§ **What you will do**
In this exercise, each record below is to be written out again exactly.

[Stored items]
-------------------------

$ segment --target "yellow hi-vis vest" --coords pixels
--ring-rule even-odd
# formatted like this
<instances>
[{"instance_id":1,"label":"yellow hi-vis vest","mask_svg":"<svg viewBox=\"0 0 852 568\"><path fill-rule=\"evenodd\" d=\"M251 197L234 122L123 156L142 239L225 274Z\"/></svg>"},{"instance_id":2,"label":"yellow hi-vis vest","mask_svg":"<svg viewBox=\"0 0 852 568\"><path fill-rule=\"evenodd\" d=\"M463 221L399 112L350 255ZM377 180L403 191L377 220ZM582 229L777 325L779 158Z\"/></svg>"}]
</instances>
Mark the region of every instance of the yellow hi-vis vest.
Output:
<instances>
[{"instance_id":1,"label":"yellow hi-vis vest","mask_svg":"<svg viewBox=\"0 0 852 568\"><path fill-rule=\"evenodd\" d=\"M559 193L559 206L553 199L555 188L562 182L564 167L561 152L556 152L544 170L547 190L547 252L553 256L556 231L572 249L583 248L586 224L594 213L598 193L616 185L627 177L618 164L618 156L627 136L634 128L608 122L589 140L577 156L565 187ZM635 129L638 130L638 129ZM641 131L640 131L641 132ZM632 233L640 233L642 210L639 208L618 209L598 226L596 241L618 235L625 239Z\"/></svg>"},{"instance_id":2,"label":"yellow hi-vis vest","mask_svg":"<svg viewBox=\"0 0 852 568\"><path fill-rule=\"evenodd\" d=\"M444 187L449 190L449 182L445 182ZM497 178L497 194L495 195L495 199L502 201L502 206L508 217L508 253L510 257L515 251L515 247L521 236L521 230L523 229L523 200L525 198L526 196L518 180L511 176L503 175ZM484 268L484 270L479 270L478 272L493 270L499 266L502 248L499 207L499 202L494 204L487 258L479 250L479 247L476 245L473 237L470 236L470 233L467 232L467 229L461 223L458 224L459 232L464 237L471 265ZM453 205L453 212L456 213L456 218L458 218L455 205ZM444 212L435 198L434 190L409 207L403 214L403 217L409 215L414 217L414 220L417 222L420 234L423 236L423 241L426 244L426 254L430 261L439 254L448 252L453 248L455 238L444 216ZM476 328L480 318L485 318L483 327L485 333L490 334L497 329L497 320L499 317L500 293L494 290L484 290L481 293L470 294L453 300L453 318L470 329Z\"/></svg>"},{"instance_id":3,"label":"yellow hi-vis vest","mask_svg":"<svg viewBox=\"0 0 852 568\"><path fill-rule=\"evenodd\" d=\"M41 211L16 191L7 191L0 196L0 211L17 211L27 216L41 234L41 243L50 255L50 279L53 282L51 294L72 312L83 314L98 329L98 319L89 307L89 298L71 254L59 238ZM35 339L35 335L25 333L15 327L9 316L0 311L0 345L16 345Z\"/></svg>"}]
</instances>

-------------------------

§ **Written solution**
$ segment --target "yellow hi-vis vest" --coords pixels
--ring-rule even-odd
# formatted like this
<instances>
[{"instance_id":1,"label":"yellow hi-vis vest","mask_svg":"<svg viewBox=\"0 0 852 568\"><path fill-rule=\"evenodd\" d=\"M251 197L234 122L123 156L142 239L225 274Z\"/></svg>"},{"instance_id":2,"label":"yellow hi-vis vest","mask_svg":"<svg viewBox=\"0 0 852 568\"><path fill-rule=\"evenodd\" d=\"M463 221L399 112L350 255ZM377 180L403 191L377 220ZM582 229L777 325L779 158Z\"/></svg>"}]
</instances>
Mark the region of every instance of the yellow hi-vis vest.
Output:
<instances>
[{"instance_id":1,"label":"yellow hi-vis vest","mask_svg":"<svg viewBox=\"0 0 852 568\"><path fill-rule=\"evenodd\" d=\"M559 193L559 206L553 199L555 188L562 182L564 167L561 152L556 152L544 170L547 190L547 252L553 256L556 231L572 249L583 248L586 224L594 213L598 193L616 185L627 177L618 164L618 156L627 136L634 128L608 122L589 140L577 156L565 187ZM635 129L638 130L638 129ZM641 131L640 131L641 132ZM632 233L640 233L642 210L639 208L618 209L598 226L596 241L618 235L625 239Z\"/></svg>"},{"instance_id":2,"label":"yellow hi-vis vest","mask_svg":"<svg viewBox=\"0 0 852 568\"><path fill-rule=\"evenodd\" d=\"M444 187L449 190L449 182L445 182ZM497 178L497 194L495 195L495 199L502 201L502 206L508 217L508 253L510 257L515 251L515 247L521 236L521 230L523 229L523 200L525 198L526 196L518 180L511 176L503 175ZM484 268L484 270L479 270L478 272L493 270L499 266L502 248L499 207L499 202L494 204L487 258L479 250L479 247L476 245L473 237L470 236L470 233L467 232L467 229L461 223L458 224L459 232L464 237L471 265ZM453 205L453 212L456 213L456 218L458 218L455 205ZM444 212L435 198L434 190L409 207L403 214L403 217L409 215L414 217L414 220L417 222L420 234L423 236L423 241L426 244L426 254L430 261L439 254L448 252L453 248L455 238L444 216ZM476 328L480 318L485 318L483 327L485 333L490 334L497 329L497 320L499 317L500 293L494 290L484 290L481 293L470 294L453 300L453 318L470 329Z\"/></svg>"},{"instance_id":3,"label":"yellow hi-vis vest","mask_svg":"<svg viewBox=\"0 0 852 568\"><path fill-rule=\"evenodd\" d=\"M41 211L16 191L7 191L0 196L0 211L17 211L27 216L41 234L41 243L50 255L50 279L53 282L51 294L72 312L83 314L98 329L98 319L89 307L89 298L71 254L59 238ZM35 339L35 335L25 333L15 327L9 316L0 311L0 345L16 345Z\"/></svg>"}]
</instances>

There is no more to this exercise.